| Data shown |
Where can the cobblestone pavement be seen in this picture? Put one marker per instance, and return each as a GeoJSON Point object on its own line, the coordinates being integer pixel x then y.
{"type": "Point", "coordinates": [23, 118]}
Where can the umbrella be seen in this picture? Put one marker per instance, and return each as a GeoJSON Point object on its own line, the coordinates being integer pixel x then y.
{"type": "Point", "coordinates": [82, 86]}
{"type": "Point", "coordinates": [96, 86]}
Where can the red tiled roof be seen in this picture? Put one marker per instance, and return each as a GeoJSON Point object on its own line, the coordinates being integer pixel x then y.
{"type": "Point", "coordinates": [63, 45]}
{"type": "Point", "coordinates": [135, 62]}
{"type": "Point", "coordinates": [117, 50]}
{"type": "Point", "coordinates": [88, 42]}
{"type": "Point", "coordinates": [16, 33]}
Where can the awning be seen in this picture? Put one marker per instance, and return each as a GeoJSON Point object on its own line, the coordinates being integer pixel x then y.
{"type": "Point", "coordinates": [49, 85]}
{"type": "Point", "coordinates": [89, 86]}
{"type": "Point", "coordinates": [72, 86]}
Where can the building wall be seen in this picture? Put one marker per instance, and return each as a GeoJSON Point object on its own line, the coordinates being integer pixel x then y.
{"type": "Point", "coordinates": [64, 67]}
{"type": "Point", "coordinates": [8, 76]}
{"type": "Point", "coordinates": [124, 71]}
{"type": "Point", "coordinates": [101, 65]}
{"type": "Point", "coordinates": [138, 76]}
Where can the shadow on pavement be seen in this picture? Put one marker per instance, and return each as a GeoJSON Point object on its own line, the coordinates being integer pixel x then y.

| About this exercise |
Could you return all of the data exactly as written?

| Response |
Where can the cobblestone pavement be seen in this picture? Put one marker per instance, and return each as a GeoJSON Point object on its own line, the coordinates being integer pixel x then y.
{"type": "Point", "coordinates": [23, 118]}
Where can the umbrella be seen in this picture? Put one marker per instance, and return each as a GeoJSON Point object on its own line, the coordinates being integer pixel x then y.
{"type": "Point", "coordinates": [82, 86]}
{"type": "Point", "coordinates": [96, 86]}
Where can the red tiled roof be seen in this picture? Put one marker per instance, and return each as a GeoJSON Point object on its own line, the coordinates being integer pixel x then y.
{"type": "Point", "coordinates": [63, 45]}
{"type": "Point", "coordinates": [135, 62]}
{"type": "Point", "coordinates": [117, 50]}
{"type": "Point", "coordinates": [88, 42]}
{"type": "Point", "coordinates": [16, 33]}
Where can the awning be seen in this picture? Put one marker per instance, and return each as a GeoJSON Point object on its own line, the coordinates being integer pixel x then y.
{"type": "Point", "coordinates": [49, 85]}
{"type": "Point", "coordinates": [89, 86]}
{"type": "Point", "coordinates": [72, 86]}
Where can the building wall be seen in this picture? Put one marker per instance, and return each as a GeoJSON Point object on its own line, the coordinates being integer pixel x then y.
{"type": "Point", "coordinates": [64, 67]}
{"type": "Point", "coordinates": [8, 76]}
{"type": "Point", "coordinates": [124, 71]}
{"type": "Point", "coordinates": [101, 65]}
{"type": "Point", "coordinates": [138, 76]}
Where can the shadow on pavement be seen in this picture? Put one marker per instance, and return each as a GeoJSON Point object on its own line, the coordinates being integer pixel x then y.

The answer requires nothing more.